··· Task input ···

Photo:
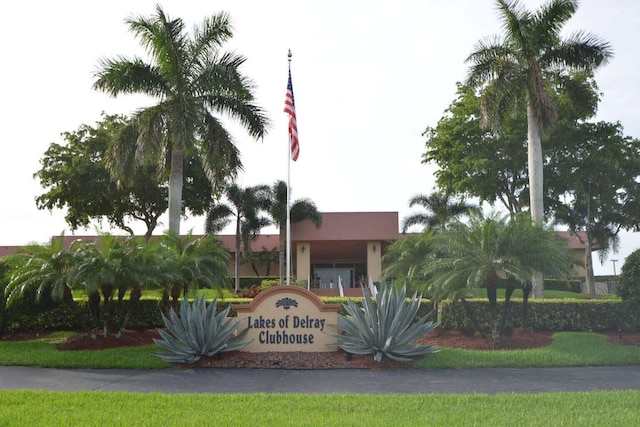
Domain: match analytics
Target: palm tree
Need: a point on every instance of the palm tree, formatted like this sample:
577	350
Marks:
518	68
47	269
107	270
486	251
192	79
300	210
440	208
246	205
195	262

···

#### [Problem requirements]
Nothing but the lines from the one containing "Target: palm tree" through the last line of the material should be returned, each exactly as written, both ends included.

#### [Output for this task]
Target: palm tree
Need: a point on every instance of the palm tree, formatted like this sample:
577	350
Marks:
518	68
47	269
107	270
486	251
192	79
300	210
440	208
246	205
195	262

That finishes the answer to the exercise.